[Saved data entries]
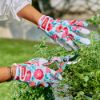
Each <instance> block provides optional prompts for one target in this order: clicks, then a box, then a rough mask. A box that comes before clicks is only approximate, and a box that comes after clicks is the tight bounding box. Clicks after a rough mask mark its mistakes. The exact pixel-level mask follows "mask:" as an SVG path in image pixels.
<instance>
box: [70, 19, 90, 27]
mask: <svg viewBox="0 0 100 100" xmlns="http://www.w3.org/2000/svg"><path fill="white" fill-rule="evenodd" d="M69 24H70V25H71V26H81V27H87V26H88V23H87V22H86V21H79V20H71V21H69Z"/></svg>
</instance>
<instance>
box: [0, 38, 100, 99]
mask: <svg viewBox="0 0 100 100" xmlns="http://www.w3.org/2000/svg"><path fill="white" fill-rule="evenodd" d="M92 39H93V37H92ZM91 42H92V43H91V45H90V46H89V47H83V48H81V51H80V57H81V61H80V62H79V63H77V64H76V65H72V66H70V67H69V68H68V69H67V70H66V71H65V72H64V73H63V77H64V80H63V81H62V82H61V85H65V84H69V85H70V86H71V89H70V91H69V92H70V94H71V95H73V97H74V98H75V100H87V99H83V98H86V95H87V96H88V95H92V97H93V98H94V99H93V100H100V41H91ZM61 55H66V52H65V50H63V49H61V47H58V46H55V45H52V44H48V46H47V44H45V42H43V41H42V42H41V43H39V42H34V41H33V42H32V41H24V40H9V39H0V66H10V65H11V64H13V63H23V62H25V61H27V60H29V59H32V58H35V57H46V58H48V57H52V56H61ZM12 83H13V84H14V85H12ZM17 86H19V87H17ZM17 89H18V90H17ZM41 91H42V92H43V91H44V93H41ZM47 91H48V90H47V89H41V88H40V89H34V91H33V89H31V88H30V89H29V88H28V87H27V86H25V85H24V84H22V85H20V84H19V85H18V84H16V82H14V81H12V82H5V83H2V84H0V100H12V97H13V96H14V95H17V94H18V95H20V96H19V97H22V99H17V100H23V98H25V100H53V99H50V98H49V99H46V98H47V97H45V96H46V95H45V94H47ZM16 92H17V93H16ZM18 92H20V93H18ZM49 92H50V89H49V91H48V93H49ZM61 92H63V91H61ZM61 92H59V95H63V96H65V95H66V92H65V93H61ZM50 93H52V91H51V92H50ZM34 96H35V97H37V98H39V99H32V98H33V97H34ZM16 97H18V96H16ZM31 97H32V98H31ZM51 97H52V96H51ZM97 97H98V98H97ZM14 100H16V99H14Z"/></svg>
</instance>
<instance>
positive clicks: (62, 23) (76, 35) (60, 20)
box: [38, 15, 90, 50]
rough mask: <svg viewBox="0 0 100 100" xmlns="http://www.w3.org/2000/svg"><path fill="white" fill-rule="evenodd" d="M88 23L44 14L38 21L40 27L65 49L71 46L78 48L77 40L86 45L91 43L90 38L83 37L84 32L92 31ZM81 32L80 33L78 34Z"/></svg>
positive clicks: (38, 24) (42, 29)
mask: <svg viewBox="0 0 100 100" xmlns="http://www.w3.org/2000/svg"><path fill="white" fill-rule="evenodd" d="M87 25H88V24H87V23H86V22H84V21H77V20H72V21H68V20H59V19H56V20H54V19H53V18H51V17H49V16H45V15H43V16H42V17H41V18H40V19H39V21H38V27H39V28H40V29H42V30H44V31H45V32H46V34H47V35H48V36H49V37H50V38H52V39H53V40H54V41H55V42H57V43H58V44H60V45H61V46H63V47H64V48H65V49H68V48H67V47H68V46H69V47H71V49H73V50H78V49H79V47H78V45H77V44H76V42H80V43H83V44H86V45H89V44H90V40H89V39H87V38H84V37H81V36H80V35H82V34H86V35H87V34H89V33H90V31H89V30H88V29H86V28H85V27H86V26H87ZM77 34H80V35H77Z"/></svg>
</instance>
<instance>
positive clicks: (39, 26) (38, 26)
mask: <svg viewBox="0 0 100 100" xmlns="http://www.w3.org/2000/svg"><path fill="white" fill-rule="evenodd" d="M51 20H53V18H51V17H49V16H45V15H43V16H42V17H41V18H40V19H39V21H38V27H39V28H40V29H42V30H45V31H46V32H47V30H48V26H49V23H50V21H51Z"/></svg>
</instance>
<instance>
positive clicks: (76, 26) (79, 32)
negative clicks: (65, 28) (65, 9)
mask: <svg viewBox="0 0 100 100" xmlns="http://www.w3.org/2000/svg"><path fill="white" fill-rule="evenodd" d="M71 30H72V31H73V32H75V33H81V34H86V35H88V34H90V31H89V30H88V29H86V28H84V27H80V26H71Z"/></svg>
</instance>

- **WHAT YOU ARE ASKED TO DO**: Return every line of the records above word for word, omitting the pictures.

- **FINISHED TASK**:
Each <instance> block provides optional prompts for one target in this order: clicks, then a box, then a rough mask. A box that comes before clicks is only approximate, and a box that comes after clicks is the tight bounding box. Clicks after a rough mask mark its mistakes. The exact pixel-level mask follows "mask:" as an SVG path in image pixels.
<instance>
box: [70, 19, 90, 27]
mask: <svg viewBox="0 0 100 100" xmlns="http://www.w3.org/2000/svg"><path fill="white" fill-rule="evenodd" d="M69 24H70V25H71V26H81V27H87V26H88V23H87V22H86V21H79V20H71V21H69Z"/></svg>
</instance>
<instance>
box: [0, 38, 100, 99]
mask: <svg viewBox="0 0 100 100" xmlns="http://www.w3.org/2000/svg"><path fill="white" fill-rule="evenodd" d="M92 39H93V37H92ZM91 42H92V43H91V45H90V46H89V47H83V48H81V51H80V57H81V61H80V62H79V63H77V64H76V65H72V66H70V67H69V68H68V69H67V70H66V71H65V72H64V73H63V77H64V80H63V81H62V82H61V85H65V84H69V85H70V86H71V89H70V91H69V92H70V94H71V95H73V97H74V98H75V100H87V99H83V98H86V95H87V96H88V95H92V97H93V98H94V99H93V100H100V41H91ZM61 55H66V52H65V50H63V49H61V47H58V46H55V45H52V44H48V46H47V44H45V42H43V41H42V42H41V43H39V42H34V41H33V42H32V41H24V40H9V39H0V66H10V65H11V64H13V63H23V62H25V61H27V60H29V59H32V58H35V57H46V58H48V57H52V56H61ZM12 83H13V84H14V85H12ZM17 86H19V87H17ZM17 89H18V90H17ZM41 91H42V92H43V91H44V93H41ZM47 91H48V90H47V89H41V88H40V89H34V91H33V89H31V88H30V89H29V88H28V87H27V86H25V85H24V84H22V85H20V84H19V85H18V84H16V82H14V81H12V82H5V83H2V84H0V100H12V97H13V96H14V95H17V94H18V95H20V96H19V97H22V99H17V100H23V98H25V100H53V99H50V98H49V99H46V98H47V97H45V96H46V95H45V94H47ZM16 92H17V93H16ZM18 92H20V93H18ZM49 92H50V89H49V91H48V93H49ZM61 92H63V91H61ZM61 92H59V95H63V96H65V95H66V92H65V93H61ZM50 93H52V91H51V92H50ZM34 96H35V97H37V98H39V99H32V98H33V97H34ZM16 97H18V96H16ZM31 97H32V98H31ZM51 97H52V96H51ZM97 97H98V98H97ZM14 100H16V99H14Z"/></svg>
</instance>
<instance>
positive clicks: (62, 23) (76, 35) (60, 20)
box: [38, 15, 90, 50]
rough mask: <svg viewBox="0 0 100 100" xmlns="http://www.w3.org/2000/svg"><path fill="white" fill-rule="evenodd" d="M88 23L44 14L38 21L40 27L65 49L71 46L78 48L77 40L86 45L91 43L90 38L83 37L84 32L92 31ZM81 32L80 33L78 34Z"/></svg>
positive clicks: (38, 24) (42, 29)
mask: <svg viewBox="0 0 100 100" xmlns="http://www.w3.org/2000/svg"><path fill="white" fill-rule="evenodd" d="M87 25H88V24H87V23H86V22H84V21H77V20H72V21H68V20H59V19H56V20H54V19H53V18H51V17H49V16H45V15H43V16H42V17H41V18H40V19H39V21H38V27H39V28H40V29H42V30H44V31H45V32H46V34H47V35H48V36H49V37H50V38H52V39H53V40H54V41H55V42H57V43H58V44H60V45H61V46H63V47H64V48H65V49H68V48H67V47H68V46H69V47H71V49H73V50H78V49H79V47H78V45H77V44H76V42H80V43H83V44H86V45H89V44H90V40H89V39H87V38H84V37H81V36H80V35H82V34H86V35H87V34H89V33H90V31H89V30H88V29H86V28H85V27H86V26H87ZM77 34H80V35H77Z"/></svg>
</instance>
<instance>
positive clicks: (39, 26) (38, 26)
mask: <svg viewBox="0 0 100 100" xmlns="http://www.w3.org/2000/svg"><path fill="white" fill-rule="evenodd" d="M51 20H53V18H51V17H49V16H45V15H43V16H42V17H41V18H40V19H39V21H38V27H39V28H40V29H42V30H45V31H46V32H47V30H48V26H49V23H50V21H51Z"/></svg>
</instance>
<instance>
positive clicks: (76, 26) (79, 32)
negative clicks: (65, 28) (65, 9)
mask: <svg viewBox="0 0 100 100" xmlns="http://www.w3.org/2000/svg"><path fill="white" fill-rule="evenodd" d="M71 30H72V31H73V32H75V33H81V34H86V35H88V34H90V31H89V30H88V29H86V28H84V27H80V26H71Z"/></svg>
</instance>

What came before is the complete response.